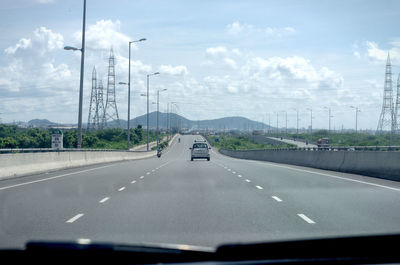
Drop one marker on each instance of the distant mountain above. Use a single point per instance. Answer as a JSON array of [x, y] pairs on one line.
[[227, 123], [40, 123], [177, 121]]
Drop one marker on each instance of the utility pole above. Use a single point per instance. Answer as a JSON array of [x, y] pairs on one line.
[[386, 117], [310, 118], [277, 122]]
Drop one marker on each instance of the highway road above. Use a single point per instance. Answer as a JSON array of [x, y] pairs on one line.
[[174, 200]]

------------------------------------------------

_YOUR OBJECTIVE_. Copy the entries character for character, excluding any pictures.

_TASK SOLUTION_.
Drop one marker on each instance of the distant mountain above. Use a single point per instance. Answer as a JSON array of [x, y] pairs on one line.
[[227, 123], [40, 123], [177, 121]]
Drop one marker on each instance of the utility pole above. Use a single point per instance. Answer as a JSON array of [x, y] pairs on one line.
[[386, 117], [310, 118], [277, 122]]
Drop one marker on each instance of the highway road above. Use a single point per instance. Answer as a JSON array of [x, y] pairs on one line.
[[174, 200]]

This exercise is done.